DOCUMENT EXTRACT →
As another example, and more interesting, since it is a case that does >not< behave correctly in CALC at the moment: the criterion "<>y" should be treated as the formula 'R1<>"y"' and we would obtain the value TRUE if R1 referred to an empty cell (because it is a text comparison and so the value "" would be assumed which is, indeed, NOT equal to "y"). [At the moment, in Calc, such a cell is ignored and the corresponding cell in S is >not< added into the result.]

The only strange cases are the cases where the S range contains an empty cell (but the criterion applied to the corresponding R-cell evaluates to TRUE), in which case we can define it as follows:  an empty S cell is treated as 0 (which is to say they (should) have no effect on the final value of the sum) and a text-value S cell is ignored (or possibly converted to a number if we can perform such a conversion -- I assume that this follows the normal rules -- see SUM()) and a number-value S cell is added as usual.

Pointing dataset records:
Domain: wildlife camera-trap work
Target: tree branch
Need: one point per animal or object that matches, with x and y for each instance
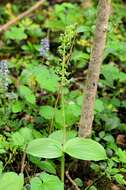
(87, 115)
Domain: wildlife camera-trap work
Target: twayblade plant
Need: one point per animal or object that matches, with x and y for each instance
(60, 142)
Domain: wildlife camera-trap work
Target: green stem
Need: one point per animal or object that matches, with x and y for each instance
(63, 114)
(62, 167)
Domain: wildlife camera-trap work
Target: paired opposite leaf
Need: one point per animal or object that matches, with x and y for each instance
(44, 148)
(80, 148)
(85, 149)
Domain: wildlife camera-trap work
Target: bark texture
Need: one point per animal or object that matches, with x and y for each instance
(87, 115)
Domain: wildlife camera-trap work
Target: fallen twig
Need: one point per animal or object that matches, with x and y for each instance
(22, 15)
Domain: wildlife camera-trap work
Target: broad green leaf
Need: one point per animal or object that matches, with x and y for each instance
(44, 148)
(36, 183)
(17, 107)
(47, 112)
(120, 179)
(11, 181)
(16, 33)
(59, 135)
(85, 149)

TASK INSTRUCTIONS →
[a] Answer these from the Calc criteria note, using only what it states:
(i) Which formula should the criterion "<>y" be treated as?
(ii) What value should an empty entry in the S range be treated as?
(iii) What happens to a number value in the S range when its criterion evaluates to TRUE?
[b] Could you write the next paragraph of the Calc criteria note, starting after its final sentence?
The data has no role in any of this.

RESPONSES FOR EACH TASK →
[a]
(i) 'R1<>"y"'
(ii) 0
(iii) It is added as usual.

[b]
Notice that, with this explanation, the omission of parameter S can be explained by simply saying that R = S in the description above; the reference list case is defined by separately summing over each range in the list, and the results added.

I welcome comments. The basic principle I wish to raise here is one of consistency between functions and cell-formulae evaluations. I think this sort of consistency benefits the user and the implementer alike.

Can I help to improve this definition or otherwise to contribute to this document?